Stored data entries
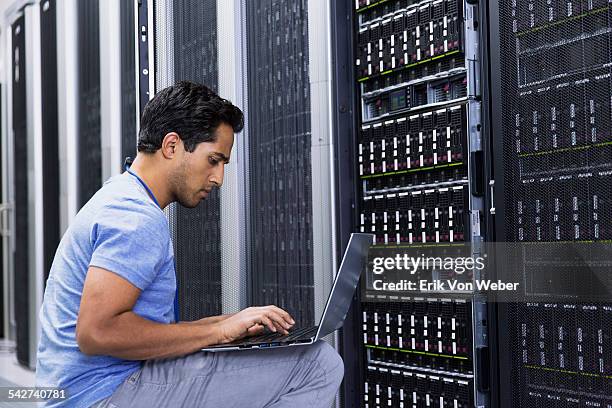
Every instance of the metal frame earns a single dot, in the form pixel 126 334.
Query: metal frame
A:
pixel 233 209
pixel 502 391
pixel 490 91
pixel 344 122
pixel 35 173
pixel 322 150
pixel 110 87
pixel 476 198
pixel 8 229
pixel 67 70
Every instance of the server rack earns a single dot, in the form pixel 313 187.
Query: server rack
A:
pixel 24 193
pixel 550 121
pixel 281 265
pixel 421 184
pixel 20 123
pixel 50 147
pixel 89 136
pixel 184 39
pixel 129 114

--

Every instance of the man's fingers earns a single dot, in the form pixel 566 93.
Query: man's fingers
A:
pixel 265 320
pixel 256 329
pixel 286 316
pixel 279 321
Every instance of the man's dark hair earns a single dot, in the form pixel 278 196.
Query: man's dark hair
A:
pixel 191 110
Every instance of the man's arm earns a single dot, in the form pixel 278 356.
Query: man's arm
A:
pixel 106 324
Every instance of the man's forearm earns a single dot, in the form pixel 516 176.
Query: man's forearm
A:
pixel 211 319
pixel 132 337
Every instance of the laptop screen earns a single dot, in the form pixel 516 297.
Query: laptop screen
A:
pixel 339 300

* * *

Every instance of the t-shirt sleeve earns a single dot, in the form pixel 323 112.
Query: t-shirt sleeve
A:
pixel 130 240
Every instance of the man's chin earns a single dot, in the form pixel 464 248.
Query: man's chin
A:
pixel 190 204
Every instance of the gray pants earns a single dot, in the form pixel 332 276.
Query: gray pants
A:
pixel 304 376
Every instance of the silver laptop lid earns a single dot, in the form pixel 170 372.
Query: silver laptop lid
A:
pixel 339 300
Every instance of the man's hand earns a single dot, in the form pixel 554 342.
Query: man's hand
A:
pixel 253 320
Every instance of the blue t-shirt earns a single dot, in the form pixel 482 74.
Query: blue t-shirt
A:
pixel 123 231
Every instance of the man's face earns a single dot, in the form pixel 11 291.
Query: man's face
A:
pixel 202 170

(Aim of the task): Every line above that holds the string "screen" should be returned.

(Response box):
Every instance of the laptop screen earns a single dot, in the form pixel 516 297.
Query: laptop screen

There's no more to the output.